**The exercise**
Reproduce, word for word, the stretch of the inequality thread from "Let $a=3x, b=3y, c=3z$" through "From AM-GM inequality.".

Let $a,b,c $ are non-negative real numbers, and $a+b+c=3$. How to prove inequality $$ ab^2+bc^2+ca^2\le 4.\tag{*} $$
In other words, if $a,b,c$ are non-negative real numbers, then how to prove inequality $$ 27(ab^2+bc^2+ca^2)\le 4(a+b+c)^3.\tag {**} $$ $\color{gray}{\mbox{(Without using "universal" Lagrange multipliers method).}}$
Thanks!
I prove this stronger inequality, With loss of out,let $a=\min{(a,b,c)}$ \begin{align*}&4(a+b+c)^3-27(a^2b+b^2c+c^2a+abc)\\ &=9a(a^2+b^2+c^2-ab-bc-ac)+(4b+c-5a)(a+b-2c)^2\ge 0 \end{align*}
other nice methods:
with out loss of let $b=mid{(a,b,c)}$,then $(b-a)(b-c)\le 0$,so $$a^2b+b^2c+c^2a+abc\le b(a^2+c^2+ac)+abc=b(a+c)^2=2b(a+c)(a+c)/2\le\dfrac{4}{27}(a+b+c)^3$$
Let $\{a,b,c\}=\{x,y,z\}$, where $x\geq y\geq z$.
Hence, by Rearrangement and AM-GM we obtain: $$ab^2+bc^2+ca^2=ab\cdot b+bc\cdot c+ca\cdot a\leq xy\cdot x+xz\cdot y+yz\cdot z=y(x^2+xz+z^2)\leq$$ $$\leq y(x+z)^2=4y\left(\frac{x+z}{2}\right)^2\leq4\left(\frac{y+\frac{x+z}{2}+\frac{x+z}{2}}{3}\right)^3=4.$$ Done!
Let $a=3x, b=3y, c=3z$ and $f(x,y,z)=x^2y+y^2 z +z^2 x$
Without loss of generality let's assume that $x= \max { (x,y,z)}$
Then $f(x+\frac{z}{2}, y+\frac{z}{2}, 0) - f(x,y,z)=yz(x-y)+\frac{xz}{2}(x-z) + \frac{z^3}{8} + \frac{z^2y}{4} \ge 0$
And $f(x,y,0)= x^2y = 4 \frac{x}{2} \frac{x}{2} y \le 4\left( \frac{x+y}{3} \right)^3=\frac{4}{27}$
From AM-GM inequality.
for 2nd one:
let $a=min[a,b,c],b=a+u,c=a+v$
RHS-LHS$=(v-2u)^2(4v+u)+9av^2+18auv+27a^2v+9au^2+27a^2u+27a^3\ge0$
the "="will hold when $a=0,v=2u\implies c=2b$.
$$ \frac{a^3+b^3+b^3}3 \ge ab^2\implies 3ab^2\le a^3+2b^3 $$
$$3\sum ab^2\le 4(a^3+b^3+c^3)$$
– lab bhattacharjee Nov 14 '13 at 13:53

[Dataset excerpt]
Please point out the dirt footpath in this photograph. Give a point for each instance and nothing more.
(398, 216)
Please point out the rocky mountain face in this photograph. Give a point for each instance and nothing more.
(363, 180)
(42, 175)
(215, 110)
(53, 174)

**Written solution**
Let $a=3x, b=3y, c=3z$ and $f(x,y,z)=x^2y+y^2 z +z^2 x$
Without loss of generality let's assume that $x= \max { (x,y,z)}$
Then $f(x+\frac{z}{2}, y+\frac{z}{2}, 0) - f(x,y,z)=yz(x-y)+\frac{xz}{2}(x-z) + \frac{z^3}{8} + \frac{z^2y}{4} \ge 0$
And $f(x,y,0)= x^2y = 4 \frac{x}{2} \frac{x}{2} y \le 4\left( \frac{x+y}{3} \right)^3=\frac{4}{27}$
From AM-GM inequality.